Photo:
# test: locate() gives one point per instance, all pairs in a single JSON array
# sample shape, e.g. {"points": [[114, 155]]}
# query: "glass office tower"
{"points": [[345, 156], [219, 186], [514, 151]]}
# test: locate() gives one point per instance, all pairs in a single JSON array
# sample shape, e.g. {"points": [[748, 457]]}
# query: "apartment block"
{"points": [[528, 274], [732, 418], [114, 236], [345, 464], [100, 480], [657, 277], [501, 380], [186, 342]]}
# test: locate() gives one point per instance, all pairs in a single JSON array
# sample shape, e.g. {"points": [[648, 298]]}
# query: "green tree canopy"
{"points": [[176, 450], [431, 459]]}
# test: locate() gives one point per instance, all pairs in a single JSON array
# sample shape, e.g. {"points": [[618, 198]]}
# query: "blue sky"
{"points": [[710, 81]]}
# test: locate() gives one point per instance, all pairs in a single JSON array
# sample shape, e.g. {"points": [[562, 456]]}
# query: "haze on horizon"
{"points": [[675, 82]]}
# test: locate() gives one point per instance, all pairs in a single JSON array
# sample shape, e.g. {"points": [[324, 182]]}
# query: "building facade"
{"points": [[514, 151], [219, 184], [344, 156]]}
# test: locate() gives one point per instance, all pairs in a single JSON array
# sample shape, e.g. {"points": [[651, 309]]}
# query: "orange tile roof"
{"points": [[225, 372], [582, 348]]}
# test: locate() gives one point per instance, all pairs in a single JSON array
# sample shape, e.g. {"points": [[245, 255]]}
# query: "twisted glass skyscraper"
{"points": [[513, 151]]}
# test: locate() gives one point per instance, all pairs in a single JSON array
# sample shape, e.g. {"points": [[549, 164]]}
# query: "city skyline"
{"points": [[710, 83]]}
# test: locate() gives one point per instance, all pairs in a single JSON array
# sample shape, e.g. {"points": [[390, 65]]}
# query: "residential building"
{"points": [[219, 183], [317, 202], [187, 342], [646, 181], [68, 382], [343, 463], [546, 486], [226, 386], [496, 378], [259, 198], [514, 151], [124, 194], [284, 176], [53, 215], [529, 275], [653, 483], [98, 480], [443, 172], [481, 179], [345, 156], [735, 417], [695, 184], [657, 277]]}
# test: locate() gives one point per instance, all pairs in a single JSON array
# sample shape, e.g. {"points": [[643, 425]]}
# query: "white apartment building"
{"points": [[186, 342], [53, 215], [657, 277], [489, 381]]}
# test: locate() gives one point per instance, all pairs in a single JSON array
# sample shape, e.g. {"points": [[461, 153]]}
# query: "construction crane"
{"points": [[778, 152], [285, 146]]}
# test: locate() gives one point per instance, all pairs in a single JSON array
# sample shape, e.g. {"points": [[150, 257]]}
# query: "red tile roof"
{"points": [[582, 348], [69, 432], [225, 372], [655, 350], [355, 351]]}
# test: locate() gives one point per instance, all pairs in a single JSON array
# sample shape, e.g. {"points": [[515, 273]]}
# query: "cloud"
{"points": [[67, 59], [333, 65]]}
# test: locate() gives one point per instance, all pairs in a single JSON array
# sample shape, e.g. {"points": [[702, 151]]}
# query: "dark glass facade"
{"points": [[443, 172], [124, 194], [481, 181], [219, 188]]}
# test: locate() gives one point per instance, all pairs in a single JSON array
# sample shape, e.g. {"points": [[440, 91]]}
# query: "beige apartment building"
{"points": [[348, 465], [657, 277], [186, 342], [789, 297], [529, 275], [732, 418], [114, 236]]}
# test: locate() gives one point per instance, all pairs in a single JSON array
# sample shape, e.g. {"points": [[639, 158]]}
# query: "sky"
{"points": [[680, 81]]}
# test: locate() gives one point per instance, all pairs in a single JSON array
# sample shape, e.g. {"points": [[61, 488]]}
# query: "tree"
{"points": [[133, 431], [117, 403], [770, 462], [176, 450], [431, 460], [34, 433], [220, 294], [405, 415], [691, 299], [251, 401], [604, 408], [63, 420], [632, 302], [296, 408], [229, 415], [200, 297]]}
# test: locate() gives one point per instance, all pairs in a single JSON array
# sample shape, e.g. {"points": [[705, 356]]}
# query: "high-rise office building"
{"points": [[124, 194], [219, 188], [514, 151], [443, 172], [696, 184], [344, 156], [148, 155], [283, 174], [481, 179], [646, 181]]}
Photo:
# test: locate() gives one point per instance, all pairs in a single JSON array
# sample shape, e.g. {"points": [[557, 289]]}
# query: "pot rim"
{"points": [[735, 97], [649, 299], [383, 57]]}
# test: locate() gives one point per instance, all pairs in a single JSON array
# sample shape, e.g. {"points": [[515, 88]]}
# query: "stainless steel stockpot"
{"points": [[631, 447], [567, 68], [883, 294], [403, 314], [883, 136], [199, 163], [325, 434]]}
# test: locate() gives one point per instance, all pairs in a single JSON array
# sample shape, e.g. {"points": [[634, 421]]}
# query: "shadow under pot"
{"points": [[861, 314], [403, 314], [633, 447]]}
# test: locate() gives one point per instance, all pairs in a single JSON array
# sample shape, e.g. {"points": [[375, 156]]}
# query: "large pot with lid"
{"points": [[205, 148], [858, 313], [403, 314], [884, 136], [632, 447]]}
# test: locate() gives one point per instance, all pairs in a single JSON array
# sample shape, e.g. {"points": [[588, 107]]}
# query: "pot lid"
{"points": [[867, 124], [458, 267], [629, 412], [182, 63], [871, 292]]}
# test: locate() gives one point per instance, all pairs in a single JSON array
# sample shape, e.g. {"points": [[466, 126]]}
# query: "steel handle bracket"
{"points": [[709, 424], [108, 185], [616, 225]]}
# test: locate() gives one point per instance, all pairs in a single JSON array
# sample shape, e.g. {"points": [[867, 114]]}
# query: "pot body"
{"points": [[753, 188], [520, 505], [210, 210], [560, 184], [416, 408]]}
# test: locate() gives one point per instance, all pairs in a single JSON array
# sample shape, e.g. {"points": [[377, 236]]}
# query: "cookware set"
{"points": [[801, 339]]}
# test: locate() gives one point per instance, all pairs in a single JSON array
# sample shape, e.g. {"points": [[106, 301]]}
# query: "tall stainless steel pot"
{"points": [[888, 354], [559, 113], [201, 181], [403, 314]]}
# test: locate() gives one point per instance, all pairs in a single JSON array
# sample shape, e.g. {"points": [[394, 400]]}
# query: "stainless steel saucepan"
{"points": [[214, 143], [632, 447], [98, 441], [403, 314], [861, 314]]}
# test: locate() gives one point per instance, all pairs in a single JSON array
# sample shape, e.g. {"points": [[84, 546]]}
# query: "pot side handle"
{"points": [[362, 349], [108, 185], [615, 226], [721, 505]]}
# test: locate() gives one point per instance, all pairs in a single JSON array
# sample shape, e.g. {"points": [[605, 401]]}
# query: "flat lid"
++++++++++++++++++++
# [TASK ITEM]
Your answer must be the full set of entries, copied exactly.

# [SOLUTION TO THIS EXERCISE]
Photo:
# test: locate() gives one point per instance, all pairs in a single JSON array
# sample shape, e.g. {"points": [[114, 155]]}
# query: "glass office tower"
{"points": [[345, 156], [219, 186], [514, 151]]}
# test: locate() gives one point per instance, all pairs in a single JSON array
# sample shape, e.g. {"points": [[748, 457]]}
# query: "apartment block"
{"points": [[528, 274], [732, 418], [114, 236], [345, 464], [100, 480], [657, 277], [501, 380], [186, 342]]}
# test: locate() gives one point per instance, all pairs in a single JSON array
# sample shape, e.g. {"points": [[648, 298]]}
# query: "green tree canopy"
{"points": [[176, 450], [431, 459]]}
# test: locate() gives one point per instance, all pairs in a single JSON array
# sample shape, e.g. {"points": [[618, 198]]}
# query: "blue sky"
{"points": [[710, 81]]}
# test: locate() gives one point per instance, all pairs in a single JSON array
# sample shape, e.g. {"points": [[562, 456]]}
# query: "haze on horizon"
{"points": [[675, 82]]}
# test: locate() gives one point per instance, all pairs in a single JSON array
# sample shape, e.g. {"points": [[324, 182]]}
# query: "building facade"
{"points": [[514, 151], [219, 184], [344, 156]]}
# test: locate() gives one point per instance, all pairs in a single JSON array
# sample shape, e.g. {"points": [[651, 309]]}
# query: "orange tile roof"
{"points": [[225, 372], [582, 348]]}
# test: locate() gives one point per instance, all pairs in a single JSON array
# sample shape, e.g. {"points": [[245, 255]]}
# query: "twisted glass skyscraper"
{"points": [[513, 151]]}
# test: locate() gives one point per instance, all pairs in a single JSON array
# sample shape, e.g. {"points": [[549, 164]]}
# query: "city skyline"
{"points": [[710, 83]]}
# test: locate() gives one point per instance, all pairs in a single JSON array
# sample shape, e.g. {"points": [[390, 65]]}
# query: "residential building"
{"points": [[219, 183], [317, 202], [187, 342], [646, 181], [68, 382], [343, 463], [546, 486], [226, 386], [496, 378], [259, 198], [514, 151], [124, 194], [284, 176], [53, 215], [529, 275], [653, 483], [98, 480], [443, 172], [481, 179], [345, 156], [735, 417], [695, 184], [657, 277]]}
# test: locate() gives one point per instance, all pairs in a single JSON array
# sample shape, e.g. {"points": [[643, 425]]}
# query: "white apartment building"
{"points": [[186, 342], [53, 215], [657, 277], [489, 381]]}
# test: locate() gives one point per instance, all pairs in a single JSON array
# sample shape, e.g. {"points": [[461, 153]]}
# query: "construction crane"
{"points": [[778, 152], [285, 146]]}
# test: locate() gives one point per instance, all pairs in a single JSON array
# sample shape, e.g. {"points": [[150, 257]]}
# query: "red tile roof"
{"points": [[582, 348], [69, 432], [225, 372], [655, 350], [355, 351]]}
# test: locate() gives one point per instance, all pairs in a single JSON array
# sample shape, e.g. {"points": [[515, 273]]}
# query: "cloud"
{"points": [[67, 59], [333, 65]]}
# test: locate() gives one point per instance, all pairs in a single JSON array
# sample shape, e.g. {"points": [[702, 151]]}
# query: "dark glass facade"
{"points": [[443, 172], [124, 194], [481, 181], [219, 188]]}
# test: locate() gives one point per instance, all pairs in a single JSON array
# sample shape, e.g. {"points": [[440, 91]]}
# query: "beige apartment building"
{"points": [[348, 465], [657, 277], [186, 342], [789, 297], [529, 275], [732, 418], [114, 236]]}
# test: locate() gives one point per instance, all pairs in a single JSON array
# sample shape, e.g. {"points": [[639, 158]]}
# query: "sky"
{"points": [[680, 81]]}
# test: locate() gives one point per instance, all pairs in a single JSON array
# sample shape, e.g. {"points": [[61, 488]]}
# query: "tree"
{"points": [[133, 431], [117, 403], [770, 462], [176, 450], [431, 460], [34, 433], [220, 294], [405, 415], [691, 299], [251, 401], [604, 408], [63, 420], [632, 302], [296, 408], [229, 415], [200, 297]]}
# test: locate() gives one point per instance, all pairs in a single JSON array
# sample shape, e.g. {"points": [[705, 356]]}
# query: "high-rise office building"
{"points": [[124, 194], [219, 188], [514, 151], [443, 172], [696, 184], [344, 156], [148, 155], [283, 174], [481, 179], [646, 181]]}
Photo:
# test: locate() gives one point per instance, all pairs in a single JSON array
# sample shape, e.g. {"points": [[557, 289]]}
# query: "pot rim"
{"points": [[735, 97], [649, 299], [383, 57]]}
# test: locate() gives one point per instance, all pairs in a single JSON array
# sample shape, e.g. {"points": [[515, 88]]}
# query: "stainless steel stockpot"
{"points": [[631, 447], [567, 68], [883, 294], [403, 314], [883, 136], [199, 163], [325, 434]]}
# test: locate() gives one point per instance, all pairs in a single JSON array
# sample shape, e.g. {"points": [[634, 421]]}
# query: "shadow under pot"
{"points": [[861, 314], [403, 314], [633, 447]]}
# test: locate() gives one point per instance, all pairs in a single JSON array
# sample shape, e.g. {"points": [[375, 156]]}
# query: "large pot with lid"
{"points": [[205, 148], [858, 313], [403, 314], [884, 136], [632, 447]]}
# test: locate() gives one point per instance, all pairs in a single JSON array
# sample shape, e.g. {"points": [[588, 107]]}
# query: "pot lid"
{"points": [[867, 124], [458, 267], [629, 412], [182, 63], [871, 292]]}
# test: locate() gives one point per instance, all pairs in a single JSON array
# sample shape, e.g. {"points": [[466, 126]]}
# query: "steel handle bracket"
{"points": [[709, 424], [108, 185], [616, 225]]}
# test: locate() gives one point per instance, all pairs in a single JSON array
# sample shape, e.g. {"points": [[867, 114]]}
# query: "pot body"
{"points": [[753, 188], [520, 505], [210, 210], [560, 184], [416, 408]]}
# test: locate() gives one point per instance, all pairs in a single JSON array
# sample shape, e.g. {"points": [[377, 236]]}
# query: "cookware set"
{"points": [[801, 339]]}
# test: locate() gives one point per instance, all pairs in a single JSON array
# sample shape, e.g. {"points": [[106, 301]]}
# query: "tall stainless steel pot"
{"points": [[888, 354], [559, 113], [201, 181], [403, 314]]}
# test: locate() gives one point per instance, all pairs in a single JSON array
# sample shape, e.g. {"points": [[394, 400]]}
# query: "stainless steel saucepan"
{"points": [[214, 143], [632, 447], [98, 441], [403, 314], [861, 314]]}
# test: locate() gives one point per instance, all pairs in a single JSON array
# sample shape, e.g. {"points": [[84, 546]]}
# query: "pot side handle"
{"points": [[362, 349], [108, 185], [615, 226], [721, 505]]}
# test: locate() gives one point per instance, all pairs in a single JSON array
# sample shape, e.g. {"points": [[605, 401]]}
# query: "flat lid"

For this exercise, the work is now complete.